SET TASK:
Reproduce the material below from the line with "Task: locate the dew" up to and including its final line, requests included. In the answers, raise every x and y coordinate by 94.

Excerpts from point annotation data:
● ● ● ● ● ● ●

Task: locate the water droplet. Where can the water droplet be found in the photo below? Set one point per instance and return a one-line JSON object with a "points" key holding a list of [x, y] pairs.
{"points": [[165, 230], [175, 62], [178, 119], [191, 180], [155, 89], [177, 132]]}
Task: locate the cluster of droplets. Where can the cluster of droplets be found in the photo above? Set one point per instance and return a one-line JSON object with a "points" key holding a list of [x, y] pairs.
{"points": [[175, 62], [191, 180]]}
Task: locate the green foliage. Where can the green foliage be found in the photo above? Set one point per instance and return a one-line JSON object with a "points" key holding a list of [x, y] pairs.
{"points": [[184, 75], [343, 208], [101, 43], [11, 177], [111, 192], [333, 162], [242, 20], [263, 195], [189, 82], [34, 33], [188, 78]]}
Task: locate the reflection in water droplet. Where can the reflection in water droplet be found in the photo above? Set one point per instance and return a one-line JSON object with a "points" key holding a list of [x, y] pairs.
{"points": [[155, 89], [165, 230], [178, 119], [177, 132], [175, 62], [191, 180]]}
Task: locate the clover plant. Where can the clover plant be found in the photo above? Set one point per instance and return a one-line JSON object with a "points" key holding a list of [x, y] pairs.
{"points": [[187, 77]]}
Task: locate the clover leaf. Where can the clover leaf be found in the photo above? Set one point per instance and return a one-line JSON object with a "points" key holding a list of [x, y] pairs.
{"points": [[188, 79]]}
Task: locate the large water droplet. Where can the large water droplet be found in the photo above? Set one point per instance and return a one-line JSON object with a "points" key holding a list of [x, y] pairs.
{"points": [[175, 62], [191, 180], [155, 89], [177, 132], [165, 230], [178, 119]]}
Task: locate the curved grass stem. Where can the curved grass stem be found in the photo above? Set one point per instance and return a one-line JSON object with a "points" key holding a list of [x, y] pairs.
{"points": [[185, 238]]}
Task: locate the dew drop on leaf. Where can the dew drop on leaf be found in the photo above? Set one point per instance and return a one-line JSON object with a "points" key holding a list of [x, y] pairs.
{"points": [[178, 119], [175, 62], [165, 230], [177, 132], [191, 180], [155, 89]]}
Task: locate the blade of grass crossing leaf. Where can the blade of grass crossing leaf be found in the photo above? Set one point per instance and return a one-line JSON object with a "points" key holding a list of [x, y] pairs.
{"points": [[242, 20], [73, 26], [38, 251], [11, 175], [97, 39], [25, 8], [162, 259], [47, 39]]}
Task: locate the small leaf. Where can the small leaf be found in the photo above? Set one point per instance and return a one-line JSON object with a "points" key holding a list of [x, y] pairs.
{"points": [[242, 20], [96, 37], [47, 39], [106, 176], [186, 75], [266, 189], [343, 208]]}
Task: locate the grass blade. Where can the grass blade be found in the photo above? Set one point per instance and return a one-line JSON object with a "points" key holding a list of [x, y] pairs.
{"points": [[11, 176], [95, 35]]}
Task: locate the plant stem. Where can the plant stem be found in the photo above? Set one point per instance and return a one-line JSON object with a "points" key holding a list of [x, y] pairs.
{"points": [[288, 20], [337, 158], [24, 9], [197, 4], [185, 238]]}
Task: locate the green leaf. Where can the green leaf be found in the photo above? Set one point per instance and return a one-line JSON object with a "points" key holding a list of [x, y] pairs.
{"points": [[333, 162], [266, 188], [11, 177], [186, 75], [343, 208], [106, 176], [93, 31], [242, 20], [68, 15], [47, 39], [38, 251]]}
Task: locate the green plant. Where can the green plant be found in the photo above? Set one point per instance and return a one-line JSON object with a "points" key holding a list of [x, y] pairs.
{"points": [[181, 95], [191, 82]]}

● ● ● ● ● ● ●

TASK SOLUTION:
Task: locate the dew drop on leaf. Where can the dew drop on leaf be found in the photo above? Set one point per instance and return a one-line JSON object with a "points" key holding a list of [x, y] pairs.
{"points": [[272, 213], [269, 156], [259, 324], [271, 226], [285, 274], [249, 183]]}
Task: locate the blade of grass crossing leaf. Where can the blade of grass crossing leaf be found in the photo above? Set one point per instance and return a one-line JSON object with a "points" key holding a list of [x, y] pairs.
{"points": [[336, 114], [167, 120], [132, 345], [105, 269], [191, 133], [119, 102], [256, 353], [141, 133]]}
Task: locate the small leaf. Where can the small leaf be found in the photo above? Set one point per instance and return a one-line JSON object with a "points" key holding a list of [x, y] pairs.
{"points": [[336, 114], [190, 131], [141, 133], [200, 270], [280, 169], [360, 283], [437, 302]]}
Task: locate the grass blade. Where can the grass blade be found in the photo above? Set one point per instance and return a one-line JSON object with a "points" key holding a list of [x, y] pairs.
{"points": [[105, 270], [189, 129]]}
Task: locate the plant stem. Where can the plant stem be found in the photo above? Set one point per instance and return a one-line JSON object with a "points" key holding a list of [x, y] pairs.
{"points": [[382, 114], [431, 252], [118, 103], [291, 98], [279, 332]]}
Task: locate the green leaf. Where can the green leaf be found in the photo above? Set one point per instance and return a one-line JSON object with a "points" key holding a list of [x, y] pairs.
{"points": [[427, 256], [360, 282], [105, 271], [280, 169], [437, 302], [200, 270], [187, 125], [336, 114], [162, 109], [141, 133], [132, 345]]}
Task: locate the green plant. Where can the green plant be found in the photo above? Set one point per instance and return a one-line JSON object with a "points" key holding a list of [x, y] pairs.
{"points": [[275, 189], [285, 176]]}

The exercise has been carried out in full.